[Что нужно сделать]
Можете слово в слово переписать весь приведённый ниже отрывок о Павле Скоропадском?

[Отрывок]

**********

Этот человек, имевший никем не подвергаемые сомнению заслуги перед Российской империей и родной своей Украиной, все эти заслуги спустил за короткий, весьма короткий срок.
Баловень судьбы
Последний самостоятельный гетман войска Запорожского Иван Скоропадский прямых наследников мужского рода не имел. Булаву он получил после предательства Мазепы, привел оставшихся верными царю казаков на поле Полтавской битвы и скончался в 1722 г., по возвращении из Москвы, где ему было объявлено о создании нового контролирующего органа — Малороссийской коллегии.
Его младший брат Василий уже после смерти Ивана Скоропадского дослужился до одной из высших должностей в войске — генерального бунчужного. Вот его-то прямым потомком и был Павел Петрович Скоропадский.
Забавно, что судьба определила Павлу Петровичу и родиться, и умереть на чужбине — в Германии. На свет он появился на курорте Висбаден, где его матушка предпочитала жить подолгу.
Принадлежа к одной из самой богатых дворянских семей Юга России (от отца ему достались огромные земельные латифундии, от матери — фарфоровые заводы своего деда Миклашевского), он с детства был погружен в ту среду былой казацкой старшины, которая придумала и плач по былой воле, и славу запорожскую, и некое коренное отличие украинцев от русских.
Эта среда питает молодые умы призраком особости, уверенности в необходимости уединиться в рамках своей национальности.

**********

[Строки данных]
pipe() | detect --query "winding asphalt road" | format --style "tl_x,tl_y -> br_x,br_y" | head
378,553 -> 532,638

**********

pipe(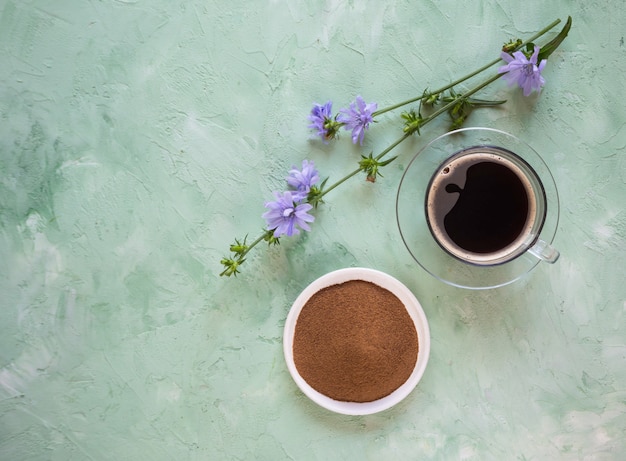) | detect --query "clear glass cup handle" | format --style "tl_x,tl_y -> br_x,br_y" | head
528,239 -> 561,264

**********

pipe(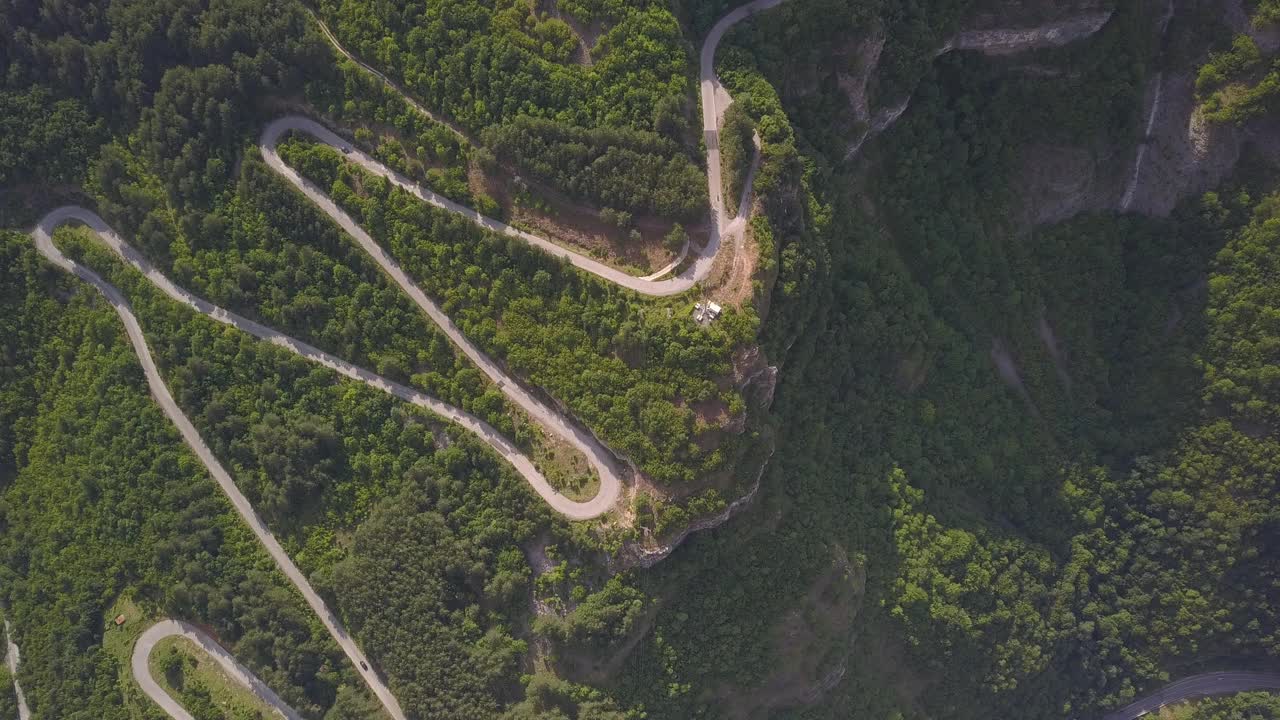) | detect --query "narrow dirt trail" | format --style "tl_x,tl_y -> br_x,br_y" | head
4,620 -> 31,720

**********

[Решение задачи]
Этот человек, имевший никем не подвергаемые сомнению заслуги перед Российской империей и родной своей Украиной, все эти заслуги спустил за короткий, весьма короткий срок.
Баловень судьбы
Последний самостоятельный гетман войска Запорожского Иван Скоропадский прямых наследников мужского рода не имел. Булаву он получил после предательства Мазепы, привел оставшихся верными царю казаков на поле Полтавской битвы и скончался в 1722 г., по возвращении из Москвы, где ему было объявлено о создании нового контролирующего органа — Малороссийской коллегии.
Его младший брат Василий уже после смерти Ивана Скоропадского дослужился до одной из высших должностей в войске — генерального бунчужного. Вот его-то прямым потомком и был Павел Петрович Скоропадский.
Забавно, что судьба определила Павлу Петровичу и родиться, и умереть на чужбине — в Германии. На свет он появился на курорте Висбаден, где его матушка предпочитала жить подолгу.
Принадлежа к одной из самой богатых дворянских семей Юга России (от отца ему достались огромные земельные латифундии, от матери — фарфоровые заводы своего деда Миклашевского), он с детства был погружен в ту среду былой казацкой старшины, которая придумала и плач по былой воле, и славу запорожскую, и некое коренное отличие украинцев от русских.
Эта среда питает молодые умы призраком особости, уверенности в необходимости уединиться в рамках своей национальности.